**Extract**
** start **

Tuesday, December 16, 2014

She was too lazy to mail out a Christmas letter, so instead she did THIS!

I don't mail out a Christmas card or letter. I never have, and I can pretty much promise I never will. There are just so many excellent things to do with my time, like making cupcakes... eating cupcakes... dreaming about cupcakes... that it just won't get done. Therefore, I shall use my lovely blog to do what I always do with my lovely blog: talk about myself! Well, my family. Same thing. In short, welcome to the Wilson Family Christmas Letter of 2014. I kind of feel like it should rhyme.

Merry Christmas, dear friends, and to family alike! 
(And the three random dudes who subscribe to this site.)
With plenty of patience, you're welcome to hear
all the things that our family lived through this year!
We've spent twelve whole months on the same coast, (the east),
Which is very confusing. The house that we leased
when we moved here last fall had a problem with heat.
Georgia's iciest winter in years was a treat.
We survived January with heaters and quilts. 
Then in February, the baby I built
finished up his gestation and came out to play.


Malachi got to scream peacefully for nine days,
and then the event to which I now refer
as "Treepocalypse" happened- as you've likely heard.
We had a bad ice storm, which sent half a tree
crashing icily, unceremoniously,
right down through the roof in our Damien's room
with a terrible, frightening, lease-ending boom.


We moved from that town to the next in a rush
to a beautiful home with no trees there to crush.
Our two bigger kids handled all this with grace.

** end **

**Exercise requirements**
**1.** From the records, keep only the lines that contain the string "tree". The match is case-sensitive.
**2.** Carry on the rhyming family Christmas letter, starting right after its last line.

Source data
** start **

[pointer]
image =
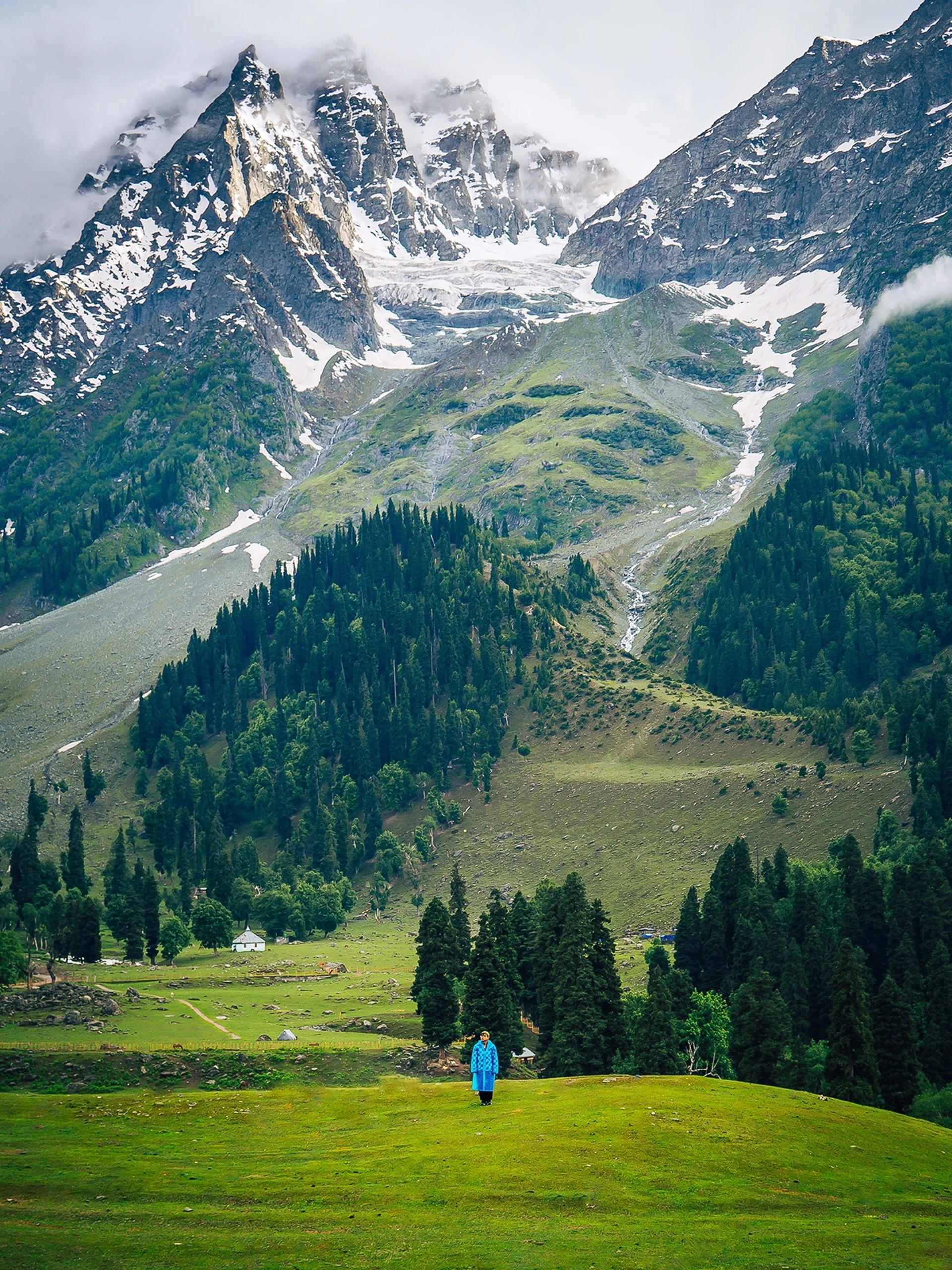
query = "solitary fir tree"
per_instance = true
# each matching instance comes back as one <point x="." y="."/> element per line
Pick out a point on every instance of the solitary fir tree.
<point x="760" y="1028"/>
<point x="434" y="983"/>
<point x="937" y="1042"/>
<point x="73" y="861"/>
<point x="687" y="949"/>
<point x="151" y="925"/>
<point x="502" y="930"/>
<point x="851" y="1061"/>
<point x="93" y="783"/>
<point x="549" y="930"/>
<point x="894" y="1046"/>
<point x="488" y="1003"/>
<point x="134" y="916"/>
<point x="24" y="867"/>
<point x="656" y="1038"/>
<point x="578" y="1035"/>
<point x="608" y="985"/>
<point x="85" y="940"/>
<point x="460" y="921"/>
<point x="522" y="922"/>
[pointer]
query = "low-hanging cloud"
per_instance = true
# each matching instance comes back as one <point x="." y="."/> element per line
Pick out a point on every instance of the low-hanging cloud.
<point x="626" y="79"/>
<point x="930" y="286"/>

** end **

**Expected answers**
**1.**
query = "solitary fir tree"
Pick out a point on every instance of the solitary fir tree.

**2.**
They've got lots of practice at being displaced,
but given the circumstance, we could not be
more thrilled at their patience and maturity.

The next several months seemed to pass whirlwind-style
helped along not a little by night shifts for Kyle.
Our firstborn completed his first year of school;
he's brilliant at math and he thinks art is cool.
And during the summer, with thought and debate
we decided to home-school, and that has been great!


Our Lyric likes having her brother at home-
it gives her more people to rule from her throne.
As you may be aware, when someone turns three,
she suddenly turns into high royalty.
She's beautiful, funny, outspoken and smart
and she dances and plays with all of her heart.


Malachi's grown the most, which is to be expected
and we've yet to find one single food he's rejected.
He's learning to walk and refuses to say
anything but "DADA," to his mother's dismay.


Kyle and I are quite boring, as we like to be.
He teaches youth Sunday School, and somebody
thought it would be an excellent joke to call me
to serve as a women's group Secretary.

They claim that the Happiest Place on this Earth
is a few hours south of us. For what it's worth, 
we finished our year with a trip down to see
if Orlando could bring us some holiday glee.



And it did. But the fact is, the claim isn't true.
We had fun, we came home, and confirmed what we knew:
'14 was packed full of hard work, stress, some pain.
But as long as our faith and our family remain, 
The Happiest Place on the Earth is right here, 
and we'll love '15 just as much as this past year.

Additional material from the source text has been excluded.